→ **DIRECTIONS FOR THIS TASK**
Identify every line below that contains the string "scale", and copy each such line. Treat matching as case-sensitive.

Object pointing dataset rows:
_____

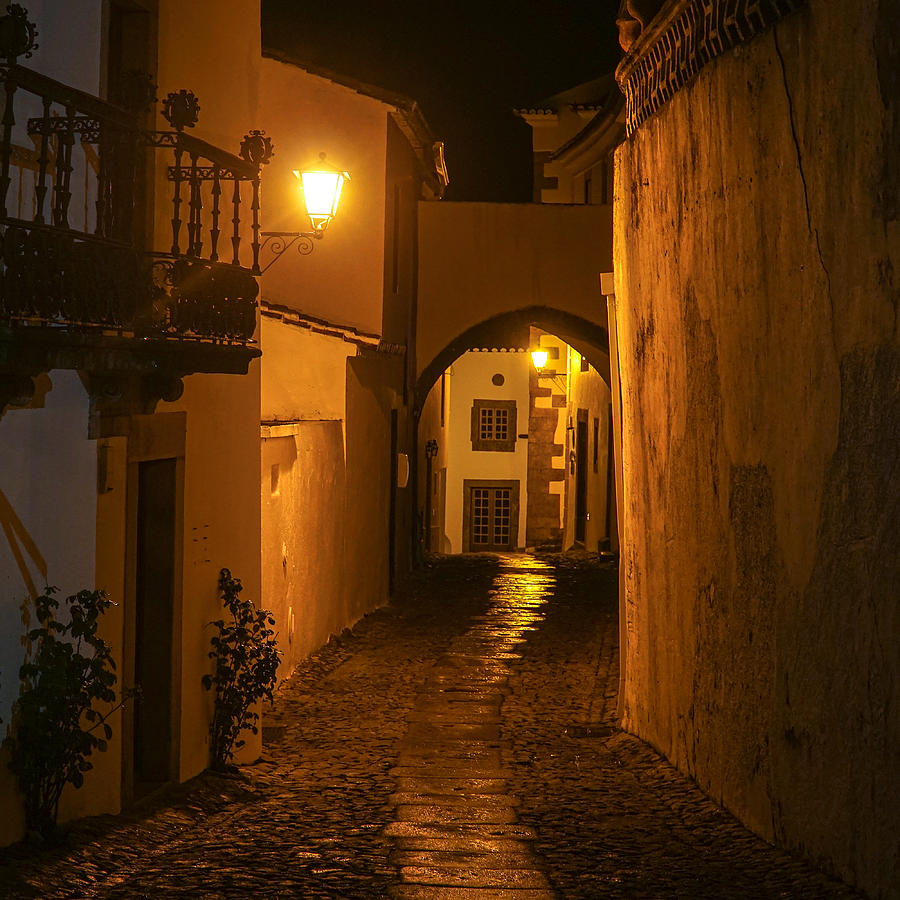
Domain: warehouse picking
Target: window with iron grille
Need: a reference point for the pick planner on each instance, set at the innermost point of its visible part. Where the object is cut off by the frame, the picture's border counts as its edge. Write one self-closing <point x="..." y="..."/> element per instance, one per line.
<point x="494" y="425"/>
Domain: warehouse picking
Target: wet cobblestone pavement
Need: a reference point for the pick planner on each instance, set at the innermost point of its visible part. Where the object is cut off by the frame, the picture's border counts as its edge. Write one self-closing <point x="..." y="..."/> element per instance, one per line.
<point x="460" y="743"/>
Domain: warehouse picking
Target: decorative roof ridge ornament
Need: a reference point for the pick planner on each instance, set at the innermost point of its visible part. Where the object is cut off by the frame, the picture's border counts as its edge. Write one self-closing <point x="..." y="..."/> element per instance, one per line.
<point x="683" y="37"/>
<point x="17" y="34"/>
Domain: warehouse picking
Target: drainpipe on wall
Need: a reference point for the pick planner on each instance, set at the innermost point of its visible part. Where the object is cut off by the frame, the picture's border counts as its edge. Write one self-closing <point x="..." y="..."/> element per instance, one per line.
<point x="607" y="288"/>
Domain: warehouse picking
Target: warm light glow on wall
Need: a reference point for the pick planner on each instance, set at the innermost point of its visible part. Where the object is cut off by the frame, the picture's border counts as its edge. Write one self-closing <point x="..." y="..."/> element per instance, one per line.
<point x="322" y="186"/>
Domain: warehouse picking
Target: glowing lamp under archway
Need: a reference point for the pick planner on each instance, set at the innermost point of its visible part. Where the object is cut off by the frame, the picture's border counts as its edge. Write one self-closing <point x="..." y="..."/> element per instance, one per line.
<point x="539" y="358"/>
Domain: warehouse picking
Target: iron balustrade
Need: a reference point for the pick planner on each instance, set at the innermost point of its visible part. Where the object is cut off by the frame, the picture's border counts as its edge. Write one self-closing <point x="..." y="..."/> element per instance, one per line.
<point x="73" y="171"/>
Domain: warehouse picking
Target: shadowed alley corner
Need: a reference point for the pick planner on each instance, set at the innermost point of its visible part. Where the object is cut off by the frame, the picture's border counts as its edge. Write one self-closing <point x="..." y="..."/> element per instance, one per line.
<point x="459" y="743"/>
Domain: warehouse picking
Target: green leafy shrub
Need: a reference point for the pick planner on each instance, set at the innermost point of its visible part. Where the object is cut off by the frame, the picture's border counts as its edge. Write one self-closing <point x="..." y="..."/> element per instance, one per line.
<point x="246" y="665"/>
<point x="55" y="727"/>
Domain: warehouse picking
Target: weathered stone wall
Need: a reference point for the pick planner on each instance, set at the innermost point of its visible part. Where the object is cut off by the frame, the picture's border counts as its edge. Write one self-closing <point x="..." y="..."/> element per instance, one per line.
<point x="756" y="242"/>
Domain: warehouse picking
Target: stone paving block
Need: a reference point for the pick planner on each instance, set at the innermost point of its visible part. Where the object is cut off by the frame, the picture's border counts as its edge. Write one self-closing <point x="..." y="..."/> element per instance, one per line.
<point x="455" y="814"/>
<point x="441" y="830"/>
<point x="463" y="798"/>
<point x="435" y="892"/>
<point x="452" y="732"/>
<point x="470" y="843"/>
<point x="454" y="772"/>
<point x="437" y="786"/>
<point x="462" y="875"/>
<point x="517" y="856"/>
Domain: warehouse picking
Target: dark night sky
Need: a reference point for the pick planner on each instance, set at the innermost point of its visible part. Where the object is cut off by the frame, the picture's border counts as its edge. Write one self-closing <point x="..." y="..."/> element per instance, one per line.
<point x="467" y="63"/>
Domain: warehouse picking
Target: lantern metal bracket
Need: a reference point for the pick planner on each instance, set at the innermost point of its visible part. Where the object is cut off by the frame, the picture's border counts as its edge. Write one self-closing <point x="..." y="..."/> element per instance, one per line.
<point x="278" y="242"/>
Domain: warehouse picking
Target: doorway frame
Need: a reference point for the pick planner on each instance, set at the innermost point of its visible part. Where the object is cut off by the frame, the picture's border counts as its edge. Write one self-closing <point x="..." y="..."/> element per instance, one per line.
<point x="152" y="438"/>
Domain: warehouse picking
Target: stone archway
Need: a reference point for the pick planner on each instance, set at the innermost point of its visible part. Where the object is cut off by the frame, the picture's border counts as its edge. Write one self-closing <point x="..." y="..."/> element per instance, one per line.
<point x="590" y="339"/>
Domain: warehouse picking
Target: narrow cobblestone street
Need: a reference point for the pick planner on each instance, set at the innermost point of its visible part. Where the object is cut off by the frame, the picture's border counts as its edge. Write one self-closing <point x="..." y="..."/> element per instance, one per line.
<point x="460" y="743"/>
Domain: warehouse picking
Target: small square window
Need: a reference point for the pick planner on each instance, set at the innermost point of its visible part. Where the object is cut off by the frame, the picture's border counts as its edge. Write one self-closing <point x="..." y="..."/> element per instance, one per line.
<point x="494" y="425"/>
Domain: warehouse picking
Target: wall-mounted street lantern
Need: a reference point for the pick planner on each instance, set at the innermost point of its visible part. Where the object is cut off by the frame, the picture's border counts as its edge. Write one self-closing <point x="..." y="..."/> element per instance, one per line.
<point x="539" y="358"/>
<point x="321" y="184"/>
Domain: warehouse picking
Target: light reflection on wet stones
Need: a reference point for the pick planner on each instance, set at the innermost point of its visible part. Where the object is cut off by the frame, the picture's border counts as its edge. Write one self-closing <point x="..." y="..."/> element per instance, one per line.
<point x="483" y="711"/>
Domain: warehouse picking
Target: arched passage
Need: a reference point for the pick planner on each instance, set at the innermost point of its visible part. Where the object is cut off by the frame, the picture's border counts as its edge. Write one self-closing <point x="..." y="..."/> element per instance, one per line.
<point x="557" y="470"/>
<point x="508" y="329"/>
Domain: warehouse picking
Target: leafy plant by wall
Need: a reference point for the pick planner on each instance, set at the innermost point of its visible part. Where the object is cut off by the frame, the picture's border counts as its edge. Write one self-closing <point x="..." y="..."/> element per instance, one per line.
<point x="55" y="726"/>
<point x="246" y="656"/>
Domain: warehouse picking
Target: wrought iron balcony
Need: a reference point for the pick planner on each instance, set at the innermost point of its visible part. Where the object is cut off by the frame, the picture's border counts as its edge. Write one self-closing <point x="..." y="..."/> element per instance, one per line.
<point x="81" y="286"/>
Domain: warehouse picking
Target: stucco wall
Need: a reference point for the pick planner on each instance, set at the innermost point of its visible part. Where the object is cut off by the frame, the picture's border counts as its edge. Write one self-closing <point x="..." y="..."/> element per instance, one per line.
<point x="471" y="379"/>
<point x="302" y="374"/>
<point x="221" y="529"/>
<point x="756" y="242"/>
<point x="48" y="513"/>
<point x="303" y="499"/>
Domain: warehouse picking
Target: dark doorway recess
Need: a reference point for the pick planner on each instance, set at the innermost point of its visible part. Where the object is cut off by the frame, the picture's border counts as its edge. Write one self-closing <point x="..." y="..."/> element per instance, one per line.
<point x="581" y="463"/>
<point x="154" y="613"/>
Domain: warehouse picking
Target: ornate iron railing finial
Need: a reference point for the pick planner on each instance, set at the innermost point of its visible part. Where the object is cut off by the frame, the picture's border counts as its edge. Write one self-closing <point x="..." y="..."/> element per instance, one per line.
<point x="17" y="34"/>
<point x="181" y="109"/>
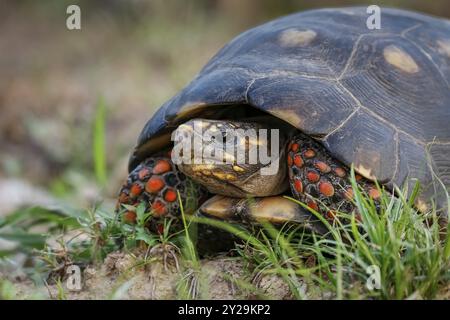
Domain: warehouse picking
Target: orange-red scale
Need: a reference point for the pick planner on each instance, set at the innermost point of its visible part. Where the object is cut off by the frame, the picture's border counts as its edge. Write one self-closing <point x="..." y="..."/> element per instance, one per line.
<point x="321" y="181"/>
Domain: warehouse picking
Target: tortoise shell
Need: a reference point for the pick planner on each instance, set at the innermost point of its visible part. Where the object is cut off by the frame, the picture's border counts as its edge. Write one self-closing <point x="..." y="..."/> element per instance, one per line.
<point x="379" y="99"/>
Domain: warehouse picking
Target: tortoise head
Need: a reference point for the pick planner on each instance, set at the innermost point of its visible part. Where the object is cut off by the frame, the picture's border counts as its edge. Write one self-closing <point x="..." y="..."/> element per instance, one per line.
<point x="232" y="158"/>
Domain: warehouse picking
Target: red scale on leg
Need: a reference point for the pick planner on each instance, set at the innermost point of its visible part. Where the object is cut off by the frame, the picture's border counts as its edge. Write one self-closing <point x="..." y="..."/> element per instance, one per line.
<point x="323" y="178"/>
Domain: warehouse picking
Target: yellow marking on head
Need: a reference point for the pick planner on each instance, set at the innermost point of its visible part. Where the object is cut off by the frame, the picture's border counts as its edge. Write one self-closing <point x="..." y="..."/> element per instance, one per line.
<point x="224" y="176"/>
<point x="444" y="47"/>
<point x="400" y="59"/>
<point x="202" y="167"/>
<point x="365" y="172"/>
<point x="272" y="209"/>
<point x="295" y="38"/>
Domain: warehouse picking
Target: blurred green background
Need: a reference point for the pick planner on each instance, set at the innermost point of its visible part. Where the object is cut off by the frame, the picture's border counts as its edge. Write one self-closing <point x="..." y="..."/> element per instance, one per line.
<point x="73" y="102"/>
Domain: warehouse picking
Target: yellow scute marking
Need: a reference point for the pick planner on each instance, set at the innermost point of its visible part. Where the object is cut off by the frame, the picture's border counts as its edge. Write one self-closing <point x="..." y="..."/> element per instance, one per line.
<point x="444" y="47"/>
<point x="294" y="37"/>
<point x="400" y="59"/>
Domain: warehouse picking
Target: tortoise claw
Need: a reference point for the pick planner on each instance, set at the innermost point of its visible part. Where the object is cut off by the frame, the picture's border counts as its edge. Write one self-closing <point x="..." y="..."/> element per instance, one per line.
<point x="277" y="210"/>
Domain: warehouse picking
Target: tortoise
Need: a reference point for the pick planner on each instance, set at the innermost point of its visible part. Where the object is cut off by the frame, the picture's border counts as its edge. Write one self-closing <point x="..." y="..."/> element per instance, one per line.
<point x="339" y="94"/>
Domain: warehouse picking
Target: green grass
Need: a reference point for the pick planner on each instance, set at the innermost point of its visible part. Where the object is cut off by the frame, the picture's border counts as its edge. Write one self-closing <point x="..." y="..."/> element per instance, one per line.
<point x="98" y="142"/>
<point x="407" y="247"/>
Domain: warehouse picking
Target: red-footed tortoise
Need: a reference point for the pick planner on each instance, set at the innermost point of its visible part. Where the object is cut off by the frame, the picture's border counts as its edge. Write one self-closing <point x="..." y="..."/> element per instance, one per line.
<point x="340" y="94"/>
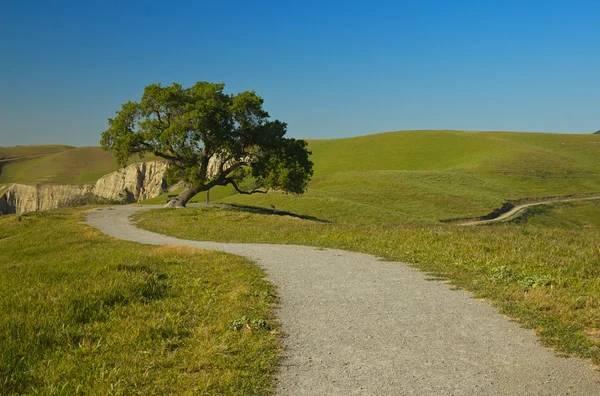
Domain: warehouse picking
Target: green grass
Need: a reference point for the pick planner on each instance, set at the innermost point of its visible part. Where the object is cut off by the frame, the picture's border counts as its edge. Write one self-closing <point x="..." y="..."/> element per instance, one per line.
<point x="546" y="278"/>
<point x="569" y="215"/>
<point x="72" y="165"/>
<point x="81" y="313"/>
<point x="427" y="176"/>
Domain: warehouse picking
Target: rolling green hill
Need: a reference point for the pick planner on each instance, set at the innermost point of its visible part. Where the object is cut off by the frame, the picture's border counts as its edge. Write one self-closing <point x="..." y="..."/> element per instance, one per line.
<point x="423" y="176"/>
<point x="7" y="153"/>
<point x="433" y="175"/>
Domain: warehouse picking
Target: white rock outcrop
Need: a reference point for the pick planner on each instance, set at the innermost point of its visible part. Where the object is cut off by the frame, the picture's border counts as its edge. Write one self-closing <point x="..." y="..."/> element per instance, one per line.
<point x="130" y="184"/>
<point x="133" y="183"/>
<point x="20" y="198"/>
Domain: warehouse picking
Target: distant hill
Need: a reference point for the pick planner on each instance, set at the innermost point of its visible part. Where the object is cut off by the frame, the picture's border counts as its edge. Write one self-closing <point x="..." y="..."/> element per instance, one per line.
<point x="55" y="164"/>
<point x="30" y="151"/>
<point x="433" y="175"/>
<point x="387" y="177"/>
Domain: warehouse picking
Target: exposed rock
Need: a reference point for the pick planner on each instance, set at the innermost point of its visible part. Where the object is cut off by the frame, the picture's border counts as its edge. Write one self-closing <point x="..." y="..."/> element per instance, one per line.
<point x="133" y="183"/>
<point x="20" y="198"/>
<point x="130" y="184"/>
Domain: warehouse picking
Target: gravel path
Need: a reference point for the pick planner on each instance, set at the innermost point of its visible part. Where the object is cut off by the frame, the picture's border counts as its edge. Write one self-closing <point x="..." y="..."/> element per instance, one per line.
<point x="357" y="325"/>
<point x="514" y="211"/>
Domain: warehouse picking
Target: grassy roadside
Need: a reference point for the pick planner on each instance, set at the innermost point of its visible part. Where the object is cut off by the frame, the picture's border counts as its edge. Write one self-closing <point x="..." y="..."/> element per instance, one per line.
<point x="545" y="277"/>
<point x="81" y="313"/>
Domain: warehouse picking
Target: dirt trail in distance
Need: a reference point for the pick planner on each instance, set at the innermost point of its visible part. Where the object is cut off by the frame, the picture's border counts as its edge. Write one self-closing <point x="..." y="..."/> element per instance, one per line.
<point x="517" y="209"/>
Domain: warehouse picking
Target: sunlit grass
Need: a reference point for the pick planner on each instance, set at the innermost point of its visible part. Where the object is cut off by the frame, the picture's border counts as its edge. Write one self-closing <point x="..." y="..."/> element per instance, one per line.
<point x="82" y="313"/>
<point x="548" y="278"/>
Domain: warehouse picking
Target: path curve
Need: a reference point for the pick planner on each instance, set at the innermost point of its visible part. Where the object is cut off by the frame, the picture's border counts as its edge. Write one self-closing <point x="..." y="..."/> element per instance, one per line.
<point x="514" y="211"/>
<point x="357" y="325"/>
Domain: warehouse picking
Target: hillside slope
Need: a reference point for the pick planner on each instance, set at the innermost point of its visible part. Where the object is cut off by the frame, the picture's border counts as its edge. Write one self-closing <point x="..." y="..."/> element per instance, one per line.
<point x="434" y="175"/>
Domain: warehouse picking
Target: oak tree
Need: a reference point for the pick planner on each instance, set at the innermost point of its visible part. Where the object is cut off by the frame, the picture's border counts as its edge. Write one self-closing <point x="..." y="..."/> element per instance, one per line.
<point x="210" y="138"/>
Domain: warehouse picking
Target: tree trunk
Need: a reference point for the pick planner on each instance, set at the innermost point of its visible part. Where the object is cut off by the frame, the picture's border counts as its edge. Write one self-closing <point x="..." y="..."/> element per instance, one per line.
<point x="182" y="199"/>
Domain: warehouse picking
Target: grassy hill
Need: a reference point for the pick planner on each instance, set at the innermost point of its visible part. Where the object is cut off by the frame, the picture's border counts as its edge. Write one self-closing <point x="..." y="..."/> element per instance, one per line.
<point x="7" y="153"/>
<point x="55" y="164"/>
<point x="433" y="175"/>
<point x="422" y="176"/>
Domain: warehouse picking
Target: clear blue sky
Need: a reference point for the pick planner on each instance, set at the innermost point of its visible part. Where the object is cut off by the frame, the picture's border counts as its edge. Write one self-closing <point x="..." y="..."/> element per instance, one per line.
<point x="328" y="70"/>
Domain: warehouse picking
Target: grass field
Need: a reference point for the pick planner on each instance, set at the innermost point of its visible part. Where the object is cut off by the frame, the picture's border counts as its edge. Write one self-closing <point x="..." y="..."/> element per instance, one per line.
<point x="81" y="313"/>
<point x="545" y="277"/>
<point x="56" y="164"/>
<point x="569" y="215"/>
<point x="428" y="176"/>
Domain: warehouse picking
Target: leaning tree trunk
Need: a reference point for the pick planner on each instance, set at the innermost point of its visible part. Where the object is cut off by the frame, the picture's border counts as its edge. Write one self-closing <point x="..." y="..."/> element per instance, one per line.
<point x="182" y="199"/>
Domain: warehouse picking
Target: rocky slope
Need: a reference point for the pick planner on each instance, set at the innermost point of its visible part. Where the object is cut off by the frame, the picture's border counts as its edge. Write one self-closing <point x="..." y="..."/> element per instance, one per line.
<point x="130" y="184"/>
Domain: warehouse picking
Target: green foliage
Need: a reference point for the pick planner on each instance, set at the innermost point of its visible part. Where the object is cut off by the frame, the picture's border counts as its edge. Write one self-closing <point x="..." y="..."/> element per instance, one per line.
<point x="210" y="138"/>
<point x="82" y="313"/>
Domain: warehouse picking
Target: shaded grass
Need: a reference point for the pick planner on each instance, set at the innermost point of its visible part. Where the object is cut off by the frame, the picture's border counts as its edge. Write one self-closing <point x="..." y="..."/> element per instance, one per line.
<point x="546" y="278"/>
<point x="580" y="215"/>
<point x="81" y="313"/>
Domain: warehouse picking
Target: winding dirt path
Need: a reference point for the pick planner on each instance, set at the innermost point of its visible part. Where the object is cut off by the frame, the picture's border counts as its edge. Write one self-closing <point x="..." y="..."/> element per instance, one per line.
<point x="357" y="325"/>
<point x="517" y="209"/>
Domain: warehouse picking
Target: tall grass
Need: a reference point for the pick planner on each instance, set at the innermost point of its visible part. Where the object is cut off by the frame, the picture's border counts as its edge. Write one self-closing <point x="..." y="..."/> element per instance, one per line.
<point x="81" y="313"/>
<point x="548" y="278"/>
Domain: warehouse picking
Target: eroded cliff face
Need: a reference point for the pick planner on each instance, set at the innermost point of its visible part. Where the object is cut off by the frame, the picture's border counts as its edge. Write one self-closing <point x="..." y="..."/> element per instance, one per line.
<point x="133" y="183"/>
<point x="130" y="184"/>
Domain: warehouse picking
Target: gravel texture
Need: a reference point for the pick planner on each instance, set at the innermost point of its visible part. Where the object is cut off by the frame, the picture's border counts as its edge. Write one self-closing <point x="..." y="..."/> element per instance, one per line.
<point x="358" y="325"/>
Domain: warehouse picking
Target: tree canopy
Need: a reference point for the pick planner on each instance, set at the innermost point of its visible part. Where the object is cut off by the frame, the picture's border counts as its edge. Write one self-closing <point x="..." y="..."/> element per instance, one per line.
<point x="210" y="138"/>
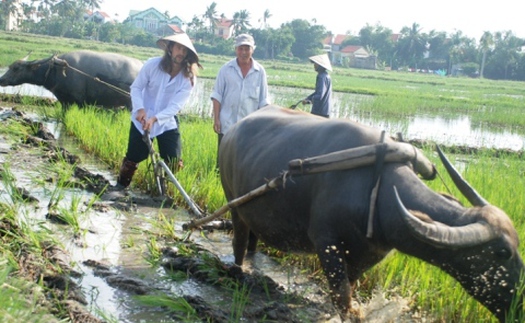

_____

→ **CORRECT OUTPUT**
Target: orange-red scale
Target: red scale on leg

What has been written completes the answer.